─── Texto extraído ───
In [2]:

    

import numpy as np 
import matplotlib.pyplot as plt
from sympy import *


    

In [3]:

    

init_printing(use_latex=True)


    

In [4]:

    

#estos son simbolos especiales que los toma como letras griegas directamente(muuy groso)
theta_1, theta_2, theta_3, L_1, L_2, L_3 = symbols('theta_1, theta_2 theta_3 L_1 L_2 L_3')


    

In [6]:

    

#jacobiano simbolico
a11 = -L_1*sin(theta_1) - L_2*sin(theta_1+theta_2) - L_3*sin(theta_1+theta_2+theta_3)
a12 = -L_2*sin(theta_1+theta_2) - L_3*sin(theta_1+theta_2+theta_3)
a13 = -L_3*sin(theta_1+theta_2+theta_3)
───
» **Instrucción escrita 1**
Reproduce el pasaje del cuaderno de SymPy comenzando por "#estos son simbolos" y siguiendo hasta "- L_2*sin(theta_1+theta_2) - L_3*sin(theta_1+theta_2+theta_3)", pero cambia "muuy groso" por "muy útil".
» **Instrucción escrita 2**
Traduce al inglés esta oración del cuaderno de SymPy: "estos son simbolos especiales que los toma como letras griegas directamente(muuy groso)".
─── Datos extraídos ───
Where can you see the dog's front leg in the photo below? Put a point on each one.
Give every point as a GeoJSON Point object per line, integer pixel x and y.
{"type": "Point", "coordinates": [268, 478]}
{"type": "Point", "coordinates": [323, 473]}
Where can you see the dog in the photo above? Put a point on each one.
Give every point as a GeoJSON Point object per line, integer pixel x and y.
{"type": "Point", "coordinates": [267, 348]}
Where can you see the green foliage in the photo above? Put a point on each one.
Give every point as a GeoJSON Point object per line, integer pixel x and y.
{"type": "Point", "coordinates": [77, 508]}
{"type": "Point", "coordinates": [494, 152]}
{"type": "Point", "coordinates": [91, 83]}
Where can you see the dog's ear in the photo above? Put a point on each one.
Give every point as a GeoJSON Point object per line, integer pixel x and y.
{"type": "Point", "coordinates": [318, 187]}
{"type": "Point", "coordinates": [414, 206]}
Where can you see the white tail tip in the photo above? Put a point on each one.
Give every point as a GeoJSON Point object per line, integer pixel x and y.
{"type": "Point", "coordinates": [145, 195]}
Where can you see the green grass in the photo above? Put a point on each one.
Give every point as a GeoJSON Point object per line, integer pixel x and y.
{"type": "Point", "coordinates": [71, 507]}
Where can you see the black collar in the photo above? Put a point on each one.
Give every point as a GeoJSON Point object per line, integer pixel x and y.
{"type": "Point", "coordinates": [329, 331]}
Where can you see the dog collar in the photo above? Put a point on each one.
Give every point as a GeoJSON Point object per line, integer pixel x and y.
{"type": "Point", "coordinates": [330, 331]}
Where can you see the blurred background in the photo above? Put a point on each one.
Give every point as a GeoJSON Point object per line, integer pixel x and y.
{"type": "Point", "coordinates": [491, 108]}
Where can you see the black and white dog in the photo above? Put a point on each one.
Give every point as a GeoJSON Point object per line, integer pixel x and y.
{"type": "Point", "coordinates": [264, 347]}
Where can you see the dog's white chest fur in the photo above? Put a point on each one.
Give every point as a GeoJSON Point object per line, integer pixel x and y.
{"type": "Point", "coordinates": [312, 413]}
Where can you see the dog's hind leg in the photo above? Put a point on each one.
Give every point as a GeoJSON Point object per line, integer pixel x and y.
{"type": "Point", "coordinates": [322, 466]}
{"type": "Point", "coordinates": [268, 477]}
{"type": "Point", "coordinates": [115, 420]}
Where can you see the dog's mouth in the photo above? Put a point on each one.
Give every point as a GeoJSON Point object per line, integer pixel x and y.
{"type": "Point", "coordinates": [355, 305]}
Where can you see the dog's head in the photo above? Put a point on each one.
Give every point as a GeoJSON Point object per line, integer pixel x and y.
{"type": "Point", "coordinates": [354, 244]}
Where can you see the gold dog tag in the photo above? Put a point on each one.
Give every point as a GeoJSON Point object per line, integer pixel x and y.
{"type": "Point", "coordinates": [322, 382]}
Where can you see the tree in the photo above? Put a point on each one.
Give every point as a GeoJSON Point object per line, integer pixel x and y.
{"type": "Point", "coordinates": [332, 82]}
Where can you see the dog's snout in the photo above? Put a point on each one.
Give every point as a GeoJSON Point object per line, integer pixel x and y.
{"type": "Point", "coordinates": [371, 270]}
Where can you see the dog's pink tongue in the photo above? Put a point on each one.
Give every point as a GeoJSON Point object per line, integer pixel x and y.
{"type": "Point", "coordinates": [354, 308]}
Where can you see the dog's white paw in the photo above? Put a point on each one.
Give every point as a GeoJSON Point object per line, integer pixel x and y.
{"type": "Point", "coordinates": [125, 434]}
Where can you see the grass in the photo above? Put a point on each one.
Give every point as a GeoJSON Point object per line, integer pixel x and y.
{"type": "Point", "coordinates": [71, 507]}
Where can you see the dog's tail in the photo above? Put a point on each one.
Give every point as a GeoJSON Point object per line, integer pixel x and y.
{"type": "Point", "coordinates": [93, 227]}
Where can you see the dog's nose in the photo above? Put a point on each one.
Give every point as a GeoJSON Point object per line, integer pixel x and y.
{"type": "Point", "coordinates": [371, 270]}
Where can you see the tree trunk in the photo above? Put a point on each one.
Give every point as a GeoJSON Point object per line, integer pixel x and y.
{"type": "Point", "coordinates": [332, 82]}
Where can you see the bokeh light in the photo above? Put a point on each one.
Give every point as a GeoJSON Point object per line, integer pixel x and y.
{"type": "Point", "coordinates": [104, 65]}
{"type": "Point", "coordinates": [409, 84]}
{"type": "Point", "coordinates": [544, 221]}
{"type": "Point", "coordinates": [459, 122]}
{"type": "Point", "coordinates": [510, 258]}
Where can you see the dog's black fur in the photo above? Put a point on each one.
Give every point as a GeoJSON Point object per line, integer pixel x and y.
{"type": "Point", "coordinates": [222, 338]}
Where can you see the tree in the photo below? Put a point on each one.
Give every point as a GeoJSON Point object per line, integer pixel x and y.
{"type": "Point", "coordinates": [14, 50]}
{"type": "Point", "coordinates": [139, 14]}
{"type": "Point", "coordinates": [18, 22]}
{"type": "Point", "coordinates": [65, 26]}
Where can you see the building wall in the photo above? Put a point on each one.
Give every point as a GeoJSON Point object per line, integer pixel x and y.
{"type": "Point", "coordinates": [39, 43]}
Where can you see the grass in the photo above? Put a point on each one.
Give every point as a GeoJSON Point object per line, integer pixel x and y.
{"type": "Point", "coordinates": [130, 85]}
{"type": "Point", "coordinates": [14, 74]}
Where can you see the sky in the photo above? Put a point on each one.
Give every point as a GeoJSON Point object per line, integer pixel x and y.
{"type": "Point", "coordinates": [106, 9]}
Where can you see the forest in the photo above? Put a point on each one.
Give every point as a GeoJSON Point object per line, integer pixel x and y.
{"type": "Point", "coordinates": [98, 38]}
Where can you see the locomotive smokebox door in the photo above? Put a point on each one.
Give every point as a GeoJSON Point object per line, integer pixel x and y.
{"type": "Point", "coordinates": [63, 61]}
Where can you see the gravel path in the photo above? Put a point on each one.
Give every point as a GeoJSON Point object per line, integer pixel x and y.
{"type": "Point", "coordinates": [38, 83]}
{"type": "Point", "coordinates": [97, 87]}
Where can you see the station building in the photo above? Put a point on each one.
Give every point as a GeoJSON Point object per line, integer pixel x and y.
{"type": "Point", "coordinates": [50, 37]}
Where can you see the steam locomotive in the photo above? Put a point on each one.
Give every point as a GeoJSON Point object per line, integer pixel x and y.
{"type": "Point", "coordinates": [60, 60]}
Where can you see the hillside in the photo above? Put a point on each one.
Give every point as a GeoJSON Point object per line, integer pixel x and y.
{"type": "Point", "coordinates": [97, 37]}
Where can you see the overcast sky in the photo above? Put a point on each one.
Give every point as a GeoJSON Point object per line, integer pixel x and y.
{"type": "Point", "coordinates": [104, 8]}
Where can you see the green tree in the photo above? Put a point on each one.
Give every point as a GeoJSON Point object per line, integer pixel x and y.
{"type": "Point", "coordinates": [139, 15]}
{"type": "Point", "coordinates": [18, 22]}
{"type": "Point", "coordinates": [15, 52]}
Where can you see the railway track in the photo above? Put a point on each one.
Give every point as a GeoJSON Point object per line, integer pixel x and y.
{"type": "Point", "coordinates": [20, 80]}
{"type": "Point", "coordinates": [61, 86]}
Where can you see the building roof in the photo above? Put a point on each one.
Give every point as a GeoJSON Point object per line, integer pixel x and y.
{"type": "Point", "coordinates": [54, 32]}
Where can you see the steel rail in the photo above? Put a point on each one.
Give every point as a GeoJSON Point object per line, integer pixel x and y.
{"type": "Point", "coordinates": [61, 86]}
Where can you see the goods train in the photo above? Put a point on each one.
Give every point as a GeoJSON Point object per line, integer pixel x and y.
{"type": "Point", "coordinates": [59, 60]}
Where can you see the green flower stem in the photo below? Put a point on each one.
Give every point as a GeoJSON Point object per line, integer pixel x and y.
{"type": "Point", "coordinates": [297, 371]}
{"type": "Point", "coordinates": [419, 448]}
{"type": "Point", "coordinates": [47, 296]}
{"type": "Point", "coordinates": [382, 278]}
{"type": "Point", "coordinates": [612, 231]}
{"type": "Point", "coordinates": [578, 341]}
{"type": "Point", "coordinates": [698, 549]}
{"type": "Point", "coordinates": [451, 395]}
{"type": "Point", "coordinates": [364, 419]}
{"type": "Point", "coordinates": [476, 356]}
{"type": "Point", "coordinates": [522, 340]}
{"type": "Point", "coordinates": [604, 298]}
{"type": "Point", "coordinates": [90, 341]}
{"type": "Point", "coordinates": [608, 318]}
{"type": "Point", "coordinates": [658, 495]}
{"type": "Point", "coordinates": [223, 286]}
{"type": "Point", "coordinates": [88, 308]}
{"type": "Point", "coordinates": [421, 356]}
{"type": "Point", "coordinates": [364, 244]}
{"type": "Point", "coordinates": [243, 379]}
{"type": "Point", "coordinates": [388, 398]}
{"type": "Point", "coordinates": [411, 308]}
───
» **Respuesta esperada 1**
#estos son simbolos especiales que los toma como letras griegas directamente(muy útil)
theta_1, theta_2, theta_3, L_1, L_2, L_3 = symbols('theta_1, theta_2 theta_3 L_1 L_2 L_3')


    

In [6]:

    

#jacobiano simbolico
a11 = -L_1*sin(theta_1) - L_2*sin(theta_1+theta_2) - L_3*sin(theta_1+theta_2+theta_3)

» **Respuesta esperada 2**
These are special symbols that it takes directly as Greek letters (sooo cool).